- EXERCISE BRIEF
Output each record below exactly. No images go in the copy.

- Dataset entries
------------------------
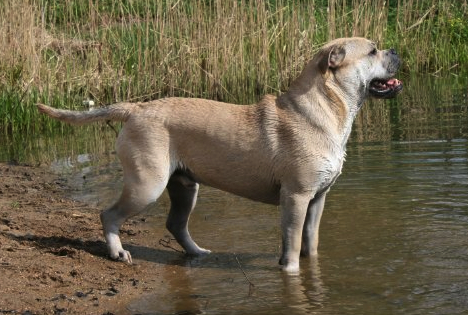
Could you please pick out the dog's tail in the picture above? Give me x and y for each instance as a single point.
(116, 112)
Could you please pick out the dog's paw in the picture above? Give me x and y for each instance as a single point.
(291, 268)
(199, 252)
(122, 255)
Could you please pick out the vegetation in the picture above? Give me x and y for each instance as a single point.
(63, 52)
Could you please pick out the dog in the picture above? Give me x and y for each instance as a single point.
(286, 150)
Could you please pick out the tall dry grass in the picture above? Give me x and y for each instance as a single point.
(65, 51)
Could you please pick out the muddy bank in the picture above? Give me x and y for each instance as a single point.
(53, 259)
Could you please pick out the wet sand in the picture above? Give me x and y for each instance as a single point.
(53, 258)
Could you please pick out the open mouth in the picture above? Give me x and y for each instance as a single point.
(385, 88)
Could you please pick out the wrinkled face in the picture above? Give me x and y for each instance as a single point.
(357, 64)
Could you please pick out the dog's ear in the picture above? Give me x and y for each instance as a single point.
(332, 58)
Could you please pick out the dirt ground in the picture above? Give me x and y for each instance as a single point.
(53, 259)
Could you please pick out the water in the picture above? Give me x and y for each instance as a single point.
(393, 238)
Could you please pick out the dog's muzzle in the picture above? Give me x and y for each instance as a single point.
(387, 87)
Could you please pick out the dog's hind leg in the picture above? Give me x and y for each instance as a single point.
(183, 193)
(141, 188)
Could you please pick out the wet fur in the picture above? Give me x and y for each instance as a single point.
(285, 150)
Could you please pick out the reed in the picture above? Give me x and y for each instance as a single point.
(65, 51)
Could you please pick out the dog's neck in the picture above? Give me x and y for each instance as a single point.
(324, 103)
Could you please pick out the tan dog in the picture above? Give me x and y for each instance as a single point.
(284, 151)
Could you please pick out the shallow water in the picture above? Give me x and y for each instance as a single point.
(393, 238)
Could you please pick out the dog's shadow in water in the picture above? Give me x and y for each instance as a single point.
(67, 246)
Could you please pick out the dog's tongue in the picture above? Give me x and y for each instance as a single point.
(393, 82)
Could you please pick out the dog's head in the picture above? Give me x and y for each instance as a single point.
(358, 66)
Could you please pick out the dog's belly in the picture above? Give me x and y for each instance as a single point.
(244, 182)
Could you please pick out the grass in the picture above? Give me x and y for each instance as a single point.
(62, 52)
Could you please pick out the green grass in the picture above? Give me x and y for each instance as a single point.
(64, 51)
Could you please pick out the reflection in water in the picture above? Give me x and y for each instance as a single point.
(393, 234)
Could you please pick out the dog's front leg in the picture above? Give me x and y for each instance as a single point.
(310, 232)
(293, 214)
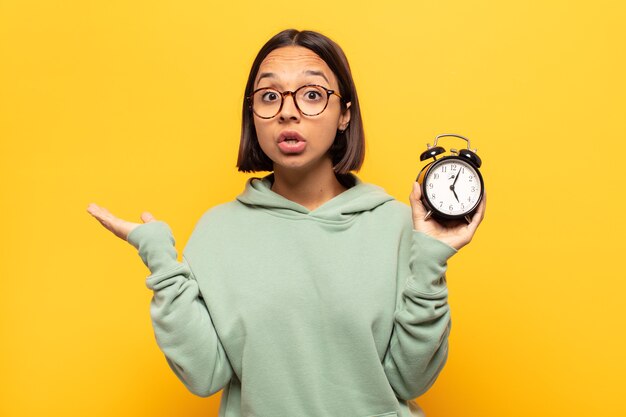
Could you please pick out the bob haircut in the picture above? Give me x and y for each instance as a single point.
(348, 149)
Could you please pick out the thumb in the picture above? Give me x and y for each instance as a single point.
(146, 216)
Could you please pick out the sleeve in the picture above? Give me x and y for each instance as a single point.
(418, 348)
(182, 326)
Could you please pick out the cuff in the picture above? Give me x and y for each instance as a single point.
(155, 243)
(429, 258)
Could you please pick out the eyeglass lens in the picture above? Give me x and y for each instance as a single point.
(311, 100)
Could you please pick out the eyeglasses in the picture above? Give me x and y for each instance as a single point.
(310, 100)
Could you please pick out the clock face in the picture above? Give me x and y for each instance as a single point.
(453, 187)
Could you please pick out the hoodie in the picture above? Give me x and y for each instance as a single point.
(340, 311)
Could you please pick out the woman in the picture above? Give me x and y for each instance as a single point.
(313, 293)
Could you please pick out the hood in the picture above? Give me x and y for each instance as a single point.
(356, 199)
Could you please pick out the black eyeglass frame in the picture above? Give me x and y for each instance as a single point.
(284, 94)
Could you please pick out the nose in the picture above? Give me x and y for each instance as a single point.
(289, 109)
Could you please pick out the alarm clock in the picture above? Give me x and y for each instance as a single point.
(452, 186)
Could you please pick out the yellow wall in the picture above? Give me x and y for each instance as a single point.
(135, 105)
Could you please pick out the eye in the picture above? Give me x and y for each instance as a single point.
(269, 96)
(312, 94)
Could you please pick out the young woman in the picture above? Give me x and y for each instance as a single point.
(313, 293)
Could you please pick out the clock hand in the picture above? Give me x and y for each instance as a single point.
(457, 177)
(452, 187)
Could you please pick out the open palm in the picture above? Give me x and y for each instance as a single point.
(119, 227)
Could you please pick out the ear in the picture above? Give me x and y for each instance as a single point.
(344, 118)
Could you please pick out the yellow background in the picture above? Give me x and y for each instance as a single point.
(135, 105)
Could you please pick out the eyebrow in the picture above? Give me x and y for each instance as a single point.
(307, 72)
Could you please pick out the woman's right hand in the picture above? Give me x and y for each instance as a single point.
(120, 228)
------------------------
- EXERCISE SOLUTION
Could you please pick out the dog's tail in the picture above? Give me x and y for each instance as a single point.
(116, 112)
Could you please pick out the dog's paw in the picture above? Give me x and y for each instance as a single point.
(291, 268)
(199, 252)
(122, 255)
Could you please pick out the vegetation in the picture above? Give me x and y for each instance as a single point.
(63, 52)
Could you please pick out the dog in the picture above? Give me x and y for each instance as a single point.
(286, 150)
Could you please pick out the tall dry grass in the picture above? Give me x and y for each instance as a single point.
(65, 51)
Could you please pick out the muddy bank in the picture above? Give me x and y for each instance as a single point.
(53, 259)
Could you please pick out the wet sand in the picture above? Give me x and y for each instance as a single point.
(53, 258)
Could you please pick out the open mouth in the picture above? Give me x and y for each instance as a single point.
(385, 88)
Could you please pick out the wrinkled face in the picture above? Give me x and y for each instance as a single point.
(357, 64)
Could you please pick out the dog's ear in the picture above? Give me x and y for each instance as a single point.
(332, 58)
Could you please pick out the dirt ground in the picture above? Give me x and y for each instance as a single point.
(53, 259)
Could you please pick out the water in the picture above? Give me x and y for each instance as a single point.
(393, 238)
Could you please pick out the dog's muzzle in the picture above? Give me x and y for each instance as a single point.
(387, 87)
Could you please pick out the dog's hind leg in the picture above? Give me x and y for each instance as a single point.
(183, 193)
(141, 188)
Could you please pick out the wet fur in the picture above? Give me x and y for each instance as a single point.
(285, 150)
Could you please pick out the reed in the picture above? Give me x and y for each instance as a single point.
(65, 51)
Could you please pick out the dog's neck in the picture above? Give me x and y for each instance as a single point.
(324, 103)
Could you please pick out the tan dog in the picture above? Give me x and y for each instance as a single point.
(284, 151)
Could you please pick out the shallow water in the picture above? Give me x and y for each instance as a single point.
(393, 238)
Could you please pick out the dog's shadow in water in the picture above? Give me x and y for each instance as a single point.
(67, 246)
Could you please pick out the dog's tongue in the picture above? Give me x and y for each instance as a single point.
(393, 82)
Could you please pick out the dog's head in the picture above? Give me x and y for each instance as a single point.
(358, 66)
Could you please pick out the dog's belly in the picture above? Give me x and y for each instance as a single point.
(244, 182)
Could you please pick out the grass in the picture above? Give me x and y for each instance as a single point.
(62, 52)
Could you please pick out the green grass in the picture above? Give me x and y for each instance as a single point.
(64, 51)
Could you please pick out the reflection in water in the picture above? Give me x and y for each instance as a single point.
(393, 234)
Could you please pick out the dog's front leg in the picture above? Give me x and y for each instance as a single point.
(310, 232)
(293, 214)
Could you please pick out the bob haircut in the picture above? Give me x and y for each instance as a single point.
(348, 149)
Could you please pick out the thumb in the picture above? Give me x and y for each instance as a single point.
(146, 216)
Could you please pick out the sleeve in the picture above? Give me x and y for each instance as a single point.
(418, 348)
(182, 326)
Could you please pick out the cuff in the picture above? Give me x and y for each instance as a single point.
(155, 243)
(429, 258)
Could you please pick out the eyeglass lens in the picture above? Give me x and y for each instance as a single point.
(311, 100)
Could you please pick out the eyeglasses in the picture above? Give me x and y for each instance as a single point.
(310, 100)
Could you please pick out the clock face in the picture above? Give me x and y for each instance as a single point.
(453, 187)
Could you please pick out the hoodie in the picture above? Give me x and y for each instance as a single point.
(340, 311)
Could you please pick out the woman in the picture above? Give me x and y for each instance as a single point.
(313, 293)
Could you please pick out the hood in the picture above? Give me x and y for each instance as a single point.
(356, 199)
Could you please pick out the black eyeglass frame in the picture above? Give me x and y for each instance as a single point.
(284, 94)
Could you please pick out the nose in the picture above? Give me x and y for each instance as a single point.
(289, 109)
Could you please pick out the alarm clock in the picture above? Give me x and y for each instance as a single point.
(452, 186)
Could you please pick out the yellow wall in the picture above? Give me x and y for each instance as a single point.
(135, 105)
Could you please pick out the eye in the picture above? Give me x and y for each instance as a single point.
(269, 96)
(312, 94)
Could you please pick out the young woman in the picture above? Give me x and y for each instance as a single point.
(313, 293)
Could you please pick out the clock hand in the picture above? Give me x and y for each instance as a single point.
(457, 177)
(452, 187)
Could you please pick out the open palm in the picture above? Give me x and y for each instance as a single point.
(119, 227)
Could you please pick out the ear in the picture above? Give me x and y for each instance as a single point.
(344, 118)
Could you please pick out the yellow background in the picture above? Give me x and y for each instance as a single point.
(135, 105)
Could you please pick out the eyebrow in the picture above? Give me x and y for each instance as a single point.
(307, 72)
Could you please pick out the woman's right hand in the picture above? Give me x and y for each instance as a single point.
(120, 228)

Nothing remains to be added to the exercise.